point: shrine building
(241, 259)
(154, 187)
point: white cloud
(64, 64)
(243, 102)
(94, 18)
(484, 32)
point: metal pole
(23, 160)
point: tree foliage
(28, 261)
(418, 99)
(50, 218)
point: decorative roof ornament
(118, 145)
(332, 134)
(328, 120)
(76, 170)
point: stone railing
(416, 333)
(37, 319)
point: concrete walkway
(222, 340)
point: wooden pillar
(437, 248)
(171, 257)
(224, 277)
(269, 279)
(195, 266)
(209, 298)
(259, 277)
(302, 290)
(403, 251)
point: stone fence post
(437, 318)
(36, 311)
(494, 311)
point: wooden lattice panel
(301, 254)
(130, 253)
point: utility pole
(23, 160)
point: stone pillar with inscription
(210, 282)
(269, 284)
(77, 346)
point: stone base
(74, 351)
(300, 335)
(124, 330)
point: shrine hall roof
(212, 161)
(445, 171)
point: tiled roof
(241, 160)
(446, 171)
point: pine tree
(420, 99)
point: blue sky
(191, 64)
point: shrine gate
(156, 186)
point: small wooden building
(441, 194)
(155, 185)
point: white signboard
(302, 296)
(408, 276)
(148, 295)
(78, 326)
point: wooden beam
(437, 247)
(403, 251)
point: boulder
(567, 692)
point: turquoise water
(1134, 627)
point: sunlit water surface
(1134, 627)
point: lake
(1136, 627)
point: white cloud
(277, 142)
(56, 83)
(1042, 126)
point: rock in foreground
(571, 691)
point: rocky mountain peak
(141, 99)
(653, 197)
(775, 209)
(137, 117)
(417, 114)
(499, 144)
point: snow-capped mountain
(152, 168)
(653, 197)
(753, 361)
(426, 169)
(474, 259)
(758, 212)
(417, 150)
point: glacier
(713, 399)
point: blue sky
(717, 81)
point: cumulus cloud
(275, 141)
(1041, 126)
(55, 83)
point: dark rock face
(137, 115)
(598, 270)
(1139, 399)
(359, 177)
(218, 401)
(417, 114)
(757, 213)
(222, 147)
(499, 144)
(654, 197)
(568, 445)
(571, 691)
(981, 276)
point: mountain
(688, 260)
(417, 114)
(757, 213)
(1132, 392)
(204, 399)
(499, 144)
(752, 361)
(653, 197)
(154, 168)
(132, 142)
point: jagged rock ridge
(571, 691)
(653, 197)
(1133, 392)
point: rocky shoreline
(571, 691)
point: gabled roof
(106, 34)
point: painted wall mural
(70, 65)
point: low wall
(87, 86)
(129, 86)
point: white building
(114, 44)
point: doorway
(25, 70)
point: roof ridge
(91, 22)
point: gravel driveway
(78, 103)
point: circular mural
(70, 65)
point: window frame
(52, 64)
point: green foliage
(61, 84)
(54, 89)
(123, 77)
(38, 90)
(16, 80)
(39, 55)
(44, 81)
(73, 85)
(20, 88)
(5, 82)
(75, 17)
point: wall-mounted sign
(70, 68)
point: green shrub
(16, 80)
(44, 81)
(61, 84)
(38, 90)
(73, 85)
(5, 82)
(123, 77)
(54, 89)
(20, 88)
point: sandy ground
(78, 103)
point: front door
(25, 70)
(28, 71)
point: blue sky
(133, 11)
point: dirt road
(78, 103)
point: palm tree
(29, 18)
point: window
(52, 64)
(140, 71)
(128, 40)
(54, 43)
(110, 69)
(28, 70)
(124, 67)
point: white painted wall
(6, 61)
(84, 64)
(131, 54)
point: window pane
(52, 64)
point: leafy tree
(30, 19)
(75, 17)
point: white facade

★ ★ ★

» Set task
Copy all of the rows above word for word, with no changes.

» Solution to this task
point: shrine building
(241, 259)
(154, 187)
point: white cloud
(64, 64)
(243, 102)
(94, 18)
(484, 32)
point: metal pole
(23, 160)
point: tree foliage
(28, 261)
(418, 99)
(50, 218)
point: decorative roof ornament
(118, 145)
(332, 134)
(328, 120)
(76, 170)
point: stone railing
(416, 333)
(37, 319)
point: concrete walkway
(222, 340)
point: wooden pillar
(437, 248)
(171, 257)
(224, 277)
(269, 279)
(195, 266)
(209, 298)
(259, 277)
(302, 290)
(403, 251)
point: stone fence post
(437, 318)
(36, 311)
(494, 311)
point: wooden lattice panel
(301, 254)
(130, 253)
point: utility pole
(23, 160)
point: stone pillar with inscription
(210, 282)
(269, 284)
(77, 346)
point: stone base
(74, 351)
(300, 335)
(124, 330)
point: shrine hall roof
(212, 161)
(445, 171)
point: tiled roof
(241, 160)
(446, 171)
point: pine tree
(420, 99)
point: blue sky
(191, 64)
point: shrine gate
(156, 186)
point: small wooden building
(441, 194)
(155, 185)
point: white signboard
(302, 296)
(408, 276)
(148, 295)
(78, 326)
point: wooden beam
(437, 247)
(403, 251)
point: boulder
(567, 692)
point: turquoise water
(1134, 627)
point: sunlit water surface
(1134, 627)
point: lake
(1136, 627)
point: white cloud
(277, 142)
(56, 83)
(1042, 126)
point: rock in foreground
(571, 691)
point: rocky mountain peak
(141, 99)
(653, 197)
(775, 209)
(137, 117)
(417, 114)
(499, 144)
point: snow-capped mountain
(152, 168)
(653, 197)
(753, 361)
(426, 169)
(474, 259)
(758, 212)
(417, 150)
point: glacier
(713, 399)
point: blue sky
(717, 81)
point: cumulus cloud
(275, 141)
(1041, 126)
(55, 83)
point: dark rock face
(137, 115)
(598, 270)
(1139, 399)
(359, 177)
(218, 401)
(417, 114)
(757, 213)
(222, 147)
(499, 144)
(654, 197)
(568, 445)
(571, 691)
(981, 276)
point: mountain
(688, 260)
(417, 114)
(757, 213)
(1132, 392)
(204, 399)
(499, 144)
(752, 361)
(653, 197)
(154, 168)
(132, 142)
point: jagged rock ridge
(571, 691)
(653, 197)
(1133, 392)
point: rocky shoreline
(571, 691)
point: gabled roof
(106, 34)
point: painted wall mural
(70, 65)
point: low wall
(87, 86)
(129, 86)
point: white building
(114, 44)
point: doorway
(25, 70)
point: roof ridge
(91, 22)
point: gravel driveway
(78, 103)
point: circular mural
(70, 65)
point: window frame
(52, 64)
point: green foliage
(61, 84)
(54, 89)
(123, 77)
(38, 90)
(16, 80)
(39, 55)
(44, 81)
(73, 85)
(20, 88)
(5, 82)
(75, 17)
point: wall-mounted sign
(70, 68)
point: green shrub
(16, 80)
(44, 81)
(61, 84)
(38, 90)
(73, 85)
(5, 82)
(123, 77)
(54, 89)
(20, 88)
point: sandy ground
(78, 103)
point: front door
(25, 70)
(28, 71)
point: blue sky
(133, 11)
point: dirt road
(78, 103)
point: palm tree
(29, 18)
point: window
(52, 64)
(140, 71)
(128, 40)
(54, 43)
(110, 69)
(28, 70)
(124, 67)
point: white painted wall
(6, 61)
(84, 64)
(131, 54)
point: window pane
(52, 64)
point: leafy tree
(30, 19)
(75, 17)
point: white facade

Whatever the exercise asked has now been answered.